Location labeling records:
**********
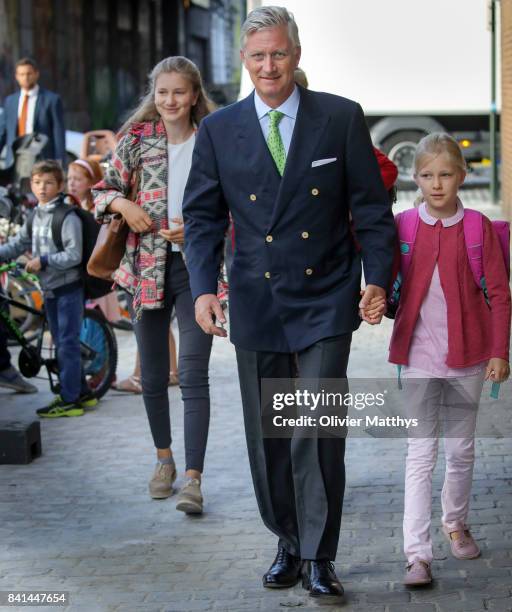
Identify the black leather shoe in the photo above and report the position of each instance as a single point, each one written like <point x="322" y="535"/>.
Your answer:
<point x="284" y="572"/>
<point x="319" y="579"/>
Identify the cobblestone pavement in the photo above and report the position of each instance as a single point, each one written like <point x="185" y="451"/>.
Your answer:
<point x="79" y="518"/>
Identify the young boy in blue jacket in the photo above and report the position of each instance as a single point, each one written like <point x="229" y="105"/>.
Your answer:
<point x="60" y="275"/>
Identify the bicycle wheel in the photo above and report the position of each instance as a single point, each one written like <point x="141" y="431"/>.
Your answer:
<point x="30" y="295"/>
<point x="98" y="348"/>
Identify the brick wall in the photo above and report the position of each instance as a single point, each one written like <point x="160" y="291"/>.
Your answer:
<point x="506" y="112"/>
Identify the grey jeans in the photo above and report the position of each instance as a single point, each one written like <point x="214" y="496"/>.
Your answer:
<point x="195" y="346"/>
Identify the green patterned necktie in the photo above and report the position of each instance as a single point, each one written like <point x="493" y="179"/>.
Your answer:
<point x="274" y="142"/>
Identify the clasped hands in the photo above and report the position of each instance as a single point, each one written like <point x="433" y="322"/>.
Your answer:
<point x="373" y="304"/>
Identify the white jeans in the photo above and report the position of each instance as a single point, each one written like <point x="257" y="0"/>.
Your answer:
<point x="453" y="404"/>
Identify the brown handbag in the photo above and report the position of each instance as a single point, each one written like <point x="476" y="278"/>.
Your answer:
<point x="110" y="245"/>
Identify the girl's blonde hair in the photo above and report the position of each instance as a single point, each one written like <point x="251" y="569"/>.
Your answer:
<point x="92" y="170"/>
<point x="433" y="145"/>
<point x="146" y="111"/>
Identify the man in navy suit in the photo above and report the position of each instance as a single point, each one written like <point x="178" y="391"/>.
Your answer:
<point x="33" y="109"/>
<point x="291" y="166"/>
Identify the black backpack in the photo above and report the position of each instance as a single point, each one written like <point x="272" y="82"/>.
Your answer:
<point x="93" y="287"/>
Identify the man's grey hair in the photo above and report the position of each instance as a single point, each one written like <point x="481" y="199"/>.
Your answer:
<point x="269" y="17"/>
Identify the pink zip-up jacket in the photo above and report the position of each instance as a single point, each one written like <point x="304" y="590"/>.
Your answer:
<point x="476" y="332"/>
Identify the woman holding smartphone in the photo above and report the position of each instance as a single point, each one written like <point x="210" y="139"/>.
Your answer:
<point x="154" y="154"/>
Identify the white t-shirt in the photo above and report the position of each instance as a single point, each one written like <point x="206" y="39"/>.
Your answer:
<point x="32" y="100"/>
<point x="180" y="161"/>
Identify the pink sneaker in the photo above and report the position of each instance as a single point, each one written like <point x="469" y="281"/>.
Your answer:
<point x="462" y="544"/>
<point x="418" y="573"/>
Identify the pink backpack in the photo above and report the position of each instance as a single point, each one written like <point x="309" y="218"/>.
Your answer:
<point x="473" y="234"/>
<point x="408" y="222"/>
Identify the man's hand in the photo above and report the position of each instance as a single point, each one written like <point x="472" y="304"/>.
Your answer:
<point x="33" y="265"/>
<point x="208" y="310"/>
<point x="373" y="304"/>
<point x="498" y="370"/>
<point x="177" y="234"/>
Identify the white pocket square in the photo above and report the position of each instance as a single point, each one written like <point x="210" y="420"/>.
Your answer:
<point x="322" y="162"/>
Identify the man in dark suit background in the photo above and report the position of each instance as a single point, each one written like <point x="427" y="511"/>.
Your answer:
<point x="33" y="109"/>
<point x="291" y="166"/>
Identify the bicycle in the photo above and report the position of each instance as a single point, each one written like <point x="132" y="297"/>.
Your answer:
<point x="98" y="345"/>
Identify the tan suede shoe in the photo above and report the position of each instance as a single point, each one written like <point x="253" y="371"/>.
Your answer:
<point x="418" y="573"/>
<point x="189" y="498"/>
<point x="160" y="485"/>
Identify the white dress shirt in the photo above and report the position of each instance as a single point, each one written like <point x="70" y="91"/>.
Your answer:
<point x="289" y="109"/>
<point x="32" y="100"/>
<point x="180" y="162"/>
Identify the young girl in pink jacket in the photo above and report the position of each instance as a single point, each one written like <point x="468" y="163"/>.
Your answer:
<point x="447" y="339"/>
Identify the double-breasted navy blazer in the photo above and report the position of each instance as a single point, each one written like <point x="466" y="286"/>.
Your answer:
<point x="48" y="120"/>
<point x="296" y="272"/>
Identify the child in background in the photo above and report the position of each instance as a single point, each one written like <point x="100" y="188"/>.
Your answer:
<point x="447" y="340"/>
<point x="61" y="281"/>
<point x="82" y="175"/>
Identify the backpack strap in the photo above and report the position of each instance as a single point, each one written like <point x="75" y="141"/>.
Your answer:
<point x="474" y="237"/>
<point x="60" y="213"/>
<point x="408" y="222"/>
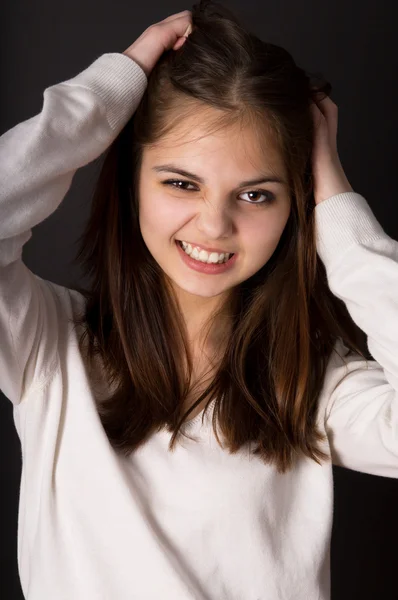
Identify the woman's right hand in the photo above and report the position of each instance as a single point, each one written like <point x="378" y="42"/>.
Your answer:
<point x="159" y="37"/>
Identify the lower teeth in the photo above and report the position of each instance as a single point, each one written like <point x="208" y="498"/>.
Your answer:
<point x="205" y="262"/>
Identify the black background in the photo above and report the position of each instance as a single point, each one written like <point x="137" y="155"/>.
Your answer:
<point x="354" y="45"/>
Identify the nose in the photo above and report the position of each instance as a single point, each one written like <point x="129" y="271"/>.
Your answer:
<point x="214" y="221"/>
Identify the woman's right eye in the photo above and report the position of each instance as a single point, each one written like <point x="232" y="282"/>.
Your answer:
<point x="172" y="182"/>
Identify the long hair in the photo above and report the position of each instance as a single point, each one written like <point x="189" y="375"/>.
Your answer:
<point x="286" y="320"/>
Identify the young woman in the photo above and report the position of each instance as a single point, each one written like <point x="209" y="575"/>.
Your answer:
<point x="233" y="267"/>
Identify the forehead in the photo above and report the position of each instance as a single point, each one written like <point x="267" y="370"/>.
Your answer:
<point x="198" y="141"/>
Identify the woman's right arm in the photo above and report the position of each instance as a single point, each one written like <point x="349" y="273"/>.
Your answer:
<point x="79" y="119"/>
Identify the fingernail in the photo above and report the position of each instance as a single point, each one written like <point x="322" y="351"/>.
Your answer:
<point x="188" y="30"/>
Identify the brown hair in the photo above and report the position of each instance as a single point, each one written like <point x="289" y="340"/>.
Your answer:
<point x="285" y="318"/>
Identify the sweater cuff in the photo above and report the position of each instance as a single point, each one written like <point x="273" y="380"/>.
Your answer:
<point x="119" y="81"/>
<point x="342" y="221"/>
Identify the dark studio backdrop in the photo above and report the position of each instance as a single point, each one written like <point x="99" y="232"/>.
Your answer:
<point x="353" y="45"/>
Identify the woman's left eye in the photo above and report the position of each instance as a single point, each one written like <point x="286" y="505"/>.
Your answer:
<point x="269" y="196"/>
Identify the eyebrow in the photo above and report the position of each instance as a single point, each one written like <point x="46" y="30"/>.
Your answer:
<point x="174" y="169"/>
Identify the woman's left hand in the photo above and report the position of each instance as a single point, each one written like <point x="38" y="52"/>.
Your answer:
<point x="328" y="173"/>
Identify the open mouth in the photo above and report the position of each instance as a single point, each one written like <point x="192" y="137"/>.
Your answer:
<point x="205" y="262"/>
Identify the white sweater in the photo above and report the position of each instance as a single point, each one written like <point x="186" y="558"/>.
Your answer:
<point x="197" y="523"/>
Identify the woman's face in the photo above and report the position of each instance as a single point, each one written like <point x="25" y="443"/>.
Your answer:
<point x="211" y="206"/>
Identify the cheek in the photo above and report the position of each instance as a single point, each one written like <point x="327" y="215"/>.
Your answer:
<point x="262" y="237"/>
<point x="160" y="214"/>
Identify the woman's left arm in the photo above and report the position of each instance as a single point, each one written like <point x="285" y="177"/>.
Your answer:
<point x="361" y="262"/>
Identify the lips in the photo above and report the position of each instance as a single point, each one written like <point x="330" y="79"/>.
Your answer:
<point x="206" y="248"/>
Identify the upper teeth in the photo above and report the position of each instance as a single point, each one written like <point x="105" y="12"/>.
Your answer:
<point x="203" y="256"/>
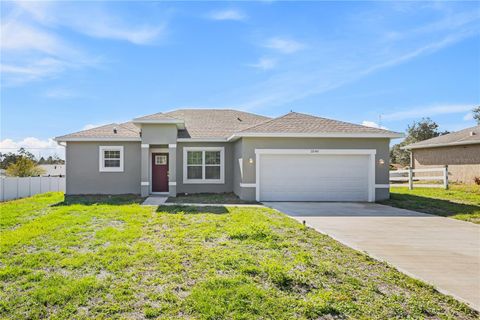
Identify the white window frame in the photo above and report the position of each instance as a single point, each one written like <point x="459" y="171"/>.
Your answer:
<point x="203" y="180"/>
<point x="101" y="156"/>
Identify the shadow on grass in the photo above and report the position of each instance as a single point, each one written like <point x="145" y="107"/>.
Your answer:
<point x="193" y="209"/>
<point x="209" y="198"/>
<point x="124" y="199"/>
<point x="437" y="207"/>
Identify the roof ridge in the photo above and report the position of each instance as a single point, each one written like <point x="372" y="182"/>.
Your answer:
<point x="126" y="128"/>
<point x="264" y="122"/>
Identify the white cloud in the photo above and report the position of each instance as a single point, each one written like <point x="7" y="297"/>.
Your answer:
<point x="92" y="125"/>
<point x="284" y="45"/>
<point x="60" y="93"/>
<point x="429" y="111"/>
<point x="39" y="147"/>
<point x="373" y="124"/>
<point x="228" y="14"/>
<point x="264" y="64"/>
<point x="33" y="48"/>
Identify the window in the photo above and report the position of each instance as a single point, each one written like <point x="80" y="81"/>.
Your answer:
<point x="203" y="165"/>
<point x="160" y="160"/>
<point x="111" y="158"/>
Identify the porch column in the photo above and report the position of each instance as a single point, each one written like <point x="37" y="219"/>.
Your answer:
<point x="172" y="170"/>
<point x="145" y="181"/>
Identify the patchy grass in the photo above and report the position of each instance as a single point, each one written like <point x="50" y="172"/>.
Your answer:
<point x="212" y="198"/>
<point x="79" y="261"/>
<point x="460" y="201"/>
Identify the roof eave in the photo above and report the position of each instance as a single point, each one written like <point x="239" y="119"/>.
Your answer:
<point x="427" y="146"/>
<point x="86" y="139"/>
<point x="389" y="135"/>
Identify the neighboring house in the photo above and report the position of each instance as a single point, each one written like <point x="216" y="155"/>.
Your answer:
<point x="459" y="150"/>
<point x="295" y="157"/>
<point x="53" y="170"/>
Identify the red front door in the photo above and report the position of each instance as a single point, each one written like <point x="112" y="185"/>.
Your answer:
<point x="159" y="172"/>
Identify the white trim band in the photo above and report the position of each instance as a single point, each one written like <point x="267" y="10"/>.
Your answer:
<point x="248" y="185"/>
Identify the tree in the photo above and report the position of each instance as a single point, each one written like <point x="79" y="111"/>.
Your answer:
<point x="417" y="131"/>
<point x="476" y="114"/>
<point x="24" y="167"/>
<point x="8" y="158"/>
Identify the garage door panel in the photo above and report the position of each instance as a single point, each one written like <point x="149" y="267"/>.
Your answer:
<point x="297" y="177"/>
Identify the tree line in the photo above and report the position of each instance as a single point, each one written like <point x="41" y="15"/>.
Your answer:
<point x="24" y="164"/>
<point x="418" y="131"/>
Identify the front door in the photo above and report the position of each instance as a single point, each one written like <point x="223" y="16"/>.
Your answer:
<point x="159" y="172"/>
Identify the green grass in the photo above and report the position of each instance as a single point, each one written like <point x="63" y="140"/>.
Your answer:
<point x="460" y="201"/>
<point x="92" y="259"/>
<point x="215" y="198"/>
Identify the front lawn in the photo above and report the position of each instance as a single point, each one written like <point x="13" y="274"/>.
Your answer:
<point x="460" y="201"/>
<point x="216" y="198"/>
<point x="71" y="260"/>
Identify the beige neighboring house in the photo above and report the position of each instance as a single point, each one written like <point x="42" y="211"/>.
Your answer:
<point x="53" y="170"/>
<point x="459" y="150"/>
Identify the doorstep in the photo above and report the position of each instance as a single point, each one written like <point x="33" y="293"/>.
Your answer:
<point x="154" y="201"/>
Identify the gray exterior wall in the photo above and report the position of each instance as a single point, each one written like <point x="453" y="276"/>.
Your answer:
<point x="84" y="177"/>
<point x="203" y="187"/>
<point x="379" y="144"/>
<point x="159" y="133"/>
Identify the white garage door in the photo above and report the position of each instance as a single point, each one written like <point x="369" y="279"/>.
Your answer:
<point x="313" y="177"/>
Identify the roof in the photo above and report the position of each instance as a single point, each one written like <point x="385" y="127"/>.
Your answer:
<point x="300" y="123"/>
<point x="124" y="131"/>
<point x="226" y="124"/>
<point x="214" y="123"/>
<point x="462" y="137"/>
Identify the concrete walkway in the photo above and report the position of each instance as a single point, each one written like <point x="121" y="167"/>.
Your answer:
<point x="441" y="251"/>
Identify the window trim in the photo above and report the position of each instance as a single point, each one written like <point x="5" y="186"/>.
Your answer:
<point x="101" y="156"/>
<point x="203" y="165"/>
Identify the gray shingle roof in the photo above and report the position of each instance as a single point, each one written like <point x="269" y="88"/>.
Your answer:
<point x="295" y="122"/>
<point x="223" y="123"/>
<point x="124" y="130"/>
<point x="465" y="136"/>
<point x="156" y="117"/>
<point x="214" y="123"/>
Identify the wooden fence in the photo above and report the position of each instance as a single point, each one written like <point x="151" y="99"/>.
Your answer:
<point x="412" y="177"/>
<point x="16" y="187"/>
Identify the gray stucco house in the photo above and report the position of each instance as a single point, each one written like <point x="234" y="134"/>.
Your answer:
<point x="295" y="157"/>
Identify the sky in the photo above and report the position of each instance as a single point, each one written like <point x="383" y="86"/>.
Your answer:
<point x="68" y="66"/>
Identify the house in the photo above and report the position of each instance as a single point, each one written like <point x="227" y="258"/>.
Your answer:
<point x="295" y="157"/>
<point x="53" y="170"/>
<point x="459" y="150"/>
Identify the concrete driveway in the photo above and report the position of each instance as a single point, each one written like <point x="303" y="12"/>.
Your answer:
**********
REQUEST:
Print the line containing "Identify the wooden" and every line after it to the end of the records above, exactly as written, and nothing else.

ANSWER TO THIS TASK:
Identify the wooden fence in the photo above and report the position of each instance as a single point, each one written like <point x="151" y="99"/>.
Your answer:
<point x="412" y="177"/>
<point x="16" y="187"/>
Identify the gray stucco house in the photo above and report the position of each instance as a single point, each one written like <point x="234" y="134"/>.
Your answer:
<point x="295" y="157"/>
Identify the sky in the photo above and report the position of each instance as a single point, each one written like <point x="383" y="86"/>.
Your answer:
<point x="68" y="66"/>
Identify the house in the photo above and report the position of each instance as a single point, each one written like <point x="227" y="258"/>.
Your answer:
<point x="295" y="157"/>
<point x="53" y="170"/>
<point x="459" y="150"/>
Identify the concrete driveway in the photo above and report the position of each instance as a single point, each one written like <point x="303" y="12"/>.
Your answer:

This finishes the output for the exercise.